● **What this exercise asks**
a: Retype everything from "The pandemic has" down to "of this year." in the column on Ottawa's public transit.
b: In the column on Ottawa's public transit, how many transit trips were actually taken in the first quarter of the year?

● **Text provided**
====

Ottawa Citizen

Public transit is no longer the city's cure-all

Pandemic has created new model for how, when and where people work

- RANDALL DENLEY Randall Denley is an Ottawa political commentato­r and author. Contact him at randallden­ley1@ gmail.com.

The pandemic has derailed Ottawa's new transit system before it is complete, and it's becoming increasing­ly unlikely it will get back on track.

The numbers presented to the city's transit commission last week paint a stark picture. Ridership has rebounded only modestly in the first quarter of the year. The city budgeted for 18 million transit trips over those three months, but there were only 11 million. The city target is not ambitious, estimating that ridership this year will be below that of 2019, finally catching up with levels of three years ago by the end of this year.

That looks wildly optimistic now, an estimate built on the idea that public servants would return to work downtown. That notion was spiked earlier this month when Treasury Board President Mona Fortier declared that so-called hybrid work would be the way of the future. That's going to mean a lot fewer people making trips downtown every day.

====

● **Given information**
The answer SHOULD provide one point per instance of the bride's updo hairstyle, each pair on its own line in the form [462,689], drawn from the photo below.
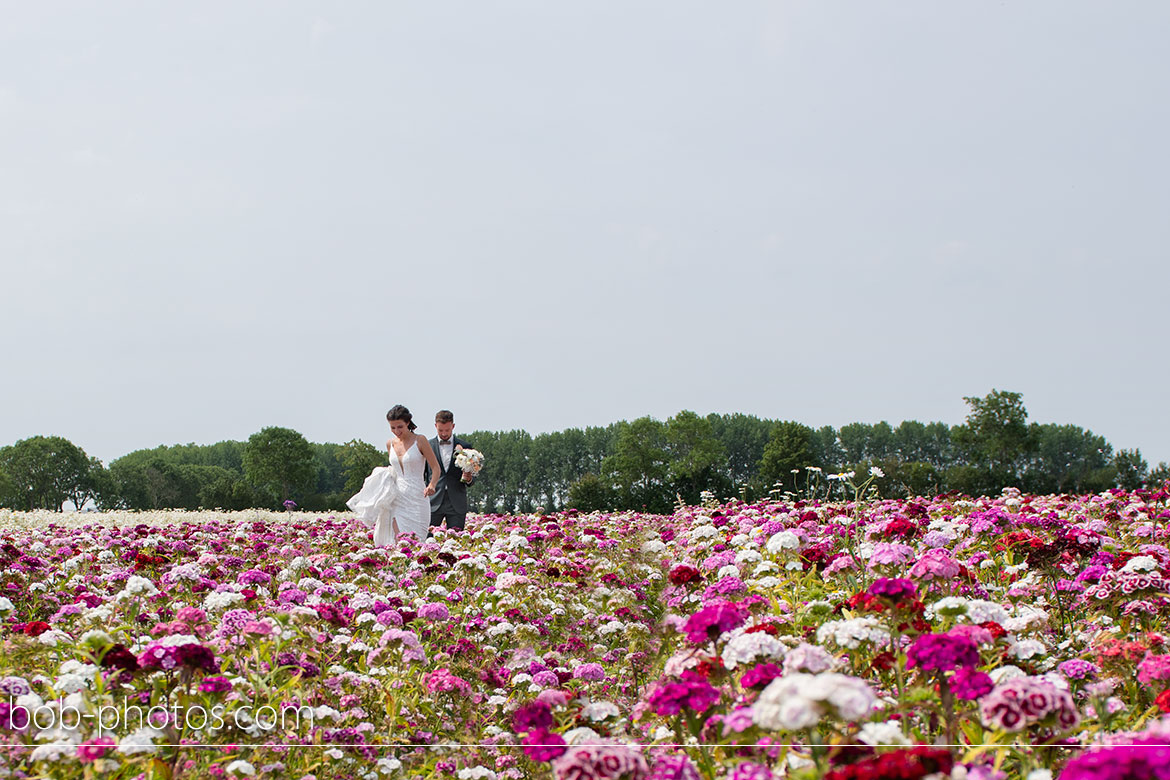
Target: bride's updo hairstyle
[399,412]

====

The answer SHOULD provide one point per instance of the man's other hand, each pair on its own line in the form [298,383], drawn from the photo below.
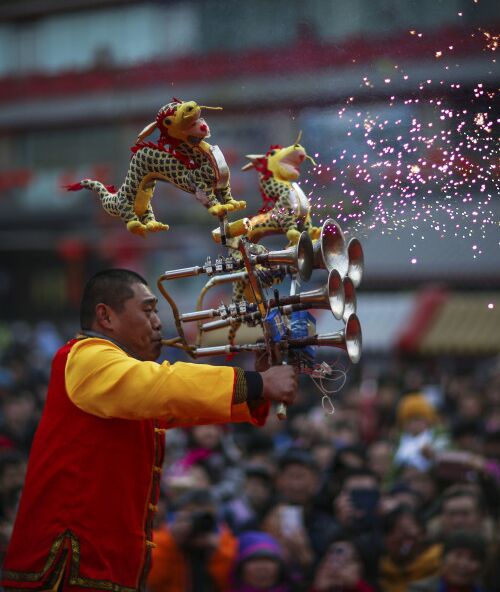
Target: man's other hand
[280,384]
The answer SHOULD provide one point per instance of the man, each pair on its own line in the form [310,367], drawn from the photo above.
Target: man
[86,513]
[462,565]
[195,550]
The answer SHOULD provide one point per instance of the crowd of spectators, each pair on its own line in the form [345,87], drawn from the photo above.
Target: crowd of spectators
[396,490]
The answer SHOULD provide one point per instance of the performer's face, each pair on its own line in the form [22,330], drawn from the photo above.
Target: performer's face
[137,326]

====

● **Answers in order**
a:
The pandemic has derailed Ottawa's new transit system before it is complete, and it's becoming increasing­ly unlikely it will get back on track.

The numbers presented to the city's transit commission last week paint a stark picture. Ridership has rebounded only modestly in the first quarter of the year. The city budgeted for 18 million transit trips over those three months, but there were only 11 million. The city target is not ambitious, estimating that ridership this year will be below that of 2019, finally catching up with levels of three years ago by the end of this year.

b: 11 million